## Document text
* * *
Today, the AAA is the primary administrator of consumer financial arbitrations. The AAA’s consumer financial arbitrations are governed by the AAA Consumer Arbitration Rules, which includes provisions that, among other things, limit filing and administrative costs for consumers. The AAA also has adopted the AAA Consumer Due Process Protocol, which creates a floor of procedural and substantive protections and affirms that “[a]ll parties are entitled to a fundamentally-fair arbitration process.” A second entity, JAMS, administers consumer financial arbitrations pursuant to the JAMS Streamlined Arbitration Rules & Procedures and the JAMS Consumer Minimum Standards. These administrators’ procedures for arbitration differ in several respects from the procedures found in court, as discussed in Section 4 of the Study and summarized below at Part III.D.
* * *
## Activities
1) Decide whether each statement agrees with the passage on consumer arbitration, answering yes or no and quoting the words of the passage that settle it: (a) The AAA Consumer Arbitration Rules limit filing and administrative costs for consumers. (b) JAMS is the primary administrator of consumer financial arbitrations. (c) The administrators' arbitration procedures are the same as the procedures found in court.
2) Resume the passage on consumer arbitration, starting after its final sentence.
The items that follow come from a separate source and are unrelated to the passage on consumer arbitration.

Data drawn from a collection
* * *
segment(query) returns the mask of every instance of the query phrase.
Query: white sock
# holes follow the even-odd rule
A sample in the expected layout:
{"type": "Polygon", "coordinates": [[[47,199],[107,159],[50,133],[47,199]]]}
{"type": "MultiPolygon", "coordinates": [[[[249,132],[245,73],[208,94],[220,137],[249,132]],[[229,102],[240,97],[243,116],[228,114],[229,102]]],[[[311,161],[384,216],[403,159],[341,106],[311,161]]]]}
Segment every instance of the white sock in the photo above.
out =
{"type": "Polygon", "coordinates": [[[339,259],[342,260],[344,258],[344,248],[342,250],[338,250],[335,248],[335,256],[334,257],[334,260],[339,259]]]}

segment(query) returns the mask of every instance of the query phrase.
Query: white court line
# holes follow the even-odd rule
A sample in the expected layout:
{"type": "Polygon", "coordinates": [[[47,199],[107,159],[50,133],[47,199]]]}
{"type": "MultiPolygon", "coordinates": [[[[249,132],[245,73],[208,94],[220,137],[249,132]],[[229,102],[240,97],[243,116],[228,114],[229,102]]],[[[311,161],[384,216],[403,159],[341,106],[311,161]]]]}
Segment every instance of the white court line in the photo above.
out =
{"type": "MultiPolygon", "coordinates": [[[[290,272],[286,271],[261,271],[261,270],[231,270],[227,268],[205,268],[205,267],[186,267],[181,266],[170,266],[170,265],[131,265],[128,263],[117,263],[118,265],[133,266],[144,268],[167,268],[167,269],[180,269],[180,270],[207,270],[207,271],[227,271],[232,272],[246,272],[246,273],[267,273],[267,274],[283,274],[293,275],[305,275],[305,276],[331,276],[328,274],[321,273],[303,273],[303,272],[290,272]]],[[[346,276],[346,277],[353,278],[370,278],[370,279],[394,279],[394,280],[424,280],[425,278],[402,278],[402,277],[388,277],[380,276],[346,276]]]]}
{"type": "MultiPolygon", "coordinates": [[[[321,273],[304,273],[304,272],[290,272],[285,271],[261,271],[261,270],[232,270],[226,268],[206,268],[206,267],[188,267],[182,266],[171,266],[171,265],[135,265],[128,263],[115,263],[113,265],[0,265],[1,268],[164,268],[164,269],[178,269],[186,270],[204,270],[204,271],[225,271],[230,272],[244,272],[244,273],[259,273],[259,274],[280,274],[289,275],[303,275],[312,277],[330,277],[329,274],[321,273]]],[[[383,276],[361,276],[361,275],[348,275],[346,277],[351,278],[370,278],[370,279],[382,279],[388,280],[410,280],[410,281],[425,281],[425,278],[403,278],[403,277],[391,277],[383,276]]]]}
* * *
## Numbered responses
1)
(a) Yes: "limit filing and administrative costs for consumers."
(b) No: "Today, the AAA is the primary administrator of consumer financial arbitrations."
(c) No: "differ in several respects from the procedures found in court."

2)
Further, although virtually all arbitration agreements in the consumer financial context expressly preclude arbitration from proceeding on a class basis, the major arbitration administrators do provide procedures for administering class arbitrations and have occasionally administered them in class arbitrations involving providers of consumer financial products and services. These procedures, which are derived from class action litigation procedures used in court, are described in Section 4.8 of the Study. These class arbitration procedures will only be used by the AAA or JAMS if the arbitration administrator first determines that the arbitration agreement can be construed as permitting class arbitration. These class arbitration procedures are not widely used in consumer financial services disputes: reviewing consumer financial arbitrations pertaining to six product types filed over a period of three years, the Study found only three. Industry has criticized class arbitration on the ground that it lacks procedural safeguards. For example, class arbitration generally has limited judicial review of arbitrator decisions (for example, on a decision to certify a class or an award of substantial damages).